#### Document source:
· · · · ·
Chers babéliens
Je suis venu à bout d'
Ulysse après plusieurs mois d'une lecture éprouvante. Je n'y ai donc trouvé aucun plaisir. Alors, pourquoi l'avoir poursuivie ? Peut-être par défi, je n'abandonne pas une lecture commencée, par principe. Par curiosité littéraire aussi. Car l'on tient
Ulysse pour le grand oeuvre de Joyce, le sommet ou l'un des sommets de la littérature du XXème siècle.
J'ai voulu vérifier que je ne passais pas à côté de quelque chose d'important. Comme, à mesure que j'avançais, je n'arrivais à me convaincre qu'
Ulysse constituait ledit sommet, j'ai voulu savoir ce qu'en disent les analystes qui se sont penchés sur le roman. J'ai donc lu certaines des très nombreuses études et critiques auxquelles l'oeuvre a donné lieu.
Que constate-t-on ? Que le roman peut être adulé par de grands écrivains, là où d'autres tout aussi importants le trouvent surfait. Il y en a qui sont véritablement réfractaires à
Ulysse .
Virginia Woolf y voyait un déversoir d'obscénités avant de reconnaître, sans doute sous l'influence de ses amis, qu'on pouvait y percevoir un certain génie.
Ulysse interpelle et divise. Il a découragé un nombre incroyable de lecteurs et en a transporté un nombre, sans doute inférieur au premier, mais duquel je ne me compte pas.
Evidemment, lorsque l'on est parvenu à l'ultime « Je veux bien Oui » de Molly et que l'on a parcouru les notes et les notices qui accompagnent le texte de la Pléiade, on se sent comme un alpiniste soulagé, non pas d'avoir atteint le difficile sommet convoité, mais d'avoir réussi son retour à la civilisation.
Bref ! J'ai apprécié que cela s'arrête, puis je me suis interrogé. Que recherche un romancier ? A être lu par des lecteurs, en principe. A leur donner envie d'accéder à l'univers qu'il a créé et à y demeurer jusqu'à la fin, voire, comme le conseille V.
Nabokov, à y pénétrer de nouveau. le bon lecteur serait donc surtout un « Relecteur ».
Passé la « souffrance » d'une lecture difficile, les lectures collatérales induites par
Ulysse m'ont permis d'améliorer ma compréhension de l'oeuvre. Car, dans le foisonnement des déambulations entrecroisées, synchronisées, simultanées, au cours d'un 16 juin 1904, de personnages multiples, dont Stephen
Dedalus et Leopold Bloom, pour les principaux, l'auteur offre à ses lecteurs une littérature expérimentale susceptible de les désorienter.
· · · · ·
#### Tâches à réaliser:
1. D'après la critique d'Ulysse, que voyait d'abord Virginia Woolf dans ce roman ?
2. Poursuivez, s'il vous plaît, la critique d'Ulysse après sa dernière phrase.
Vous n'aurez pas besoin des lignes.

#### Extrait des données:
· · · · ·
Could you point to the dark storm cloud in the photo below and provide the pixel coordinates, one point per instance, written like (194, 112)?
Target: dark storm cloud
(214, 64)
· · · · ·
#### Réponses par tâche:
1. Un déversoir d'obscénités.

2.
Il y réussit. Son roman fait la part belle au courant de conscience de Bloom et de Molly. La technique est souvent attribuée à Joyce et à Woolf qui, de son côté, parle plutôt de monologue intérieur. Mais avant eux, l'on attribue à Dorothy Richardson, écrivaine anglaise (fin 19è-milieu 20ème) la création du courant de conscience avec son Pilgrimage dont je ne sais rien, malheureusement. A-t-elle été traduite en français ? Sa technique est jugée très moderne.
Nous serions donc en présence d'une littérature moderne. Cette technique littéraire nous fait pénétrer la psychologie d'un personnage et suivre en direct, si je puis dire, le flux plus ou moins ordonné des pensées de celui-là. Bloom déambule dans les rues de Dublin, mais le lecteur est dans la tête de Bloom et déambule avec lui dans ses pensées.
Evidemment, comme le personnage est banal, dans son banal quotidien, d'une banale journée d'enterrement, il présente au lecteur immergé dans sa conscience, des pensées d'homme ordinaire, à la culture moyenne ; des pensées souvent inachevées, incomplètes, comme cela se produit chez tout un chacun. J'ai donc fini par trouver particulièrement long et ennuyeux, ce jeudi 16 juin 1904 passé dans la tête de Bloom pour l'essentiel.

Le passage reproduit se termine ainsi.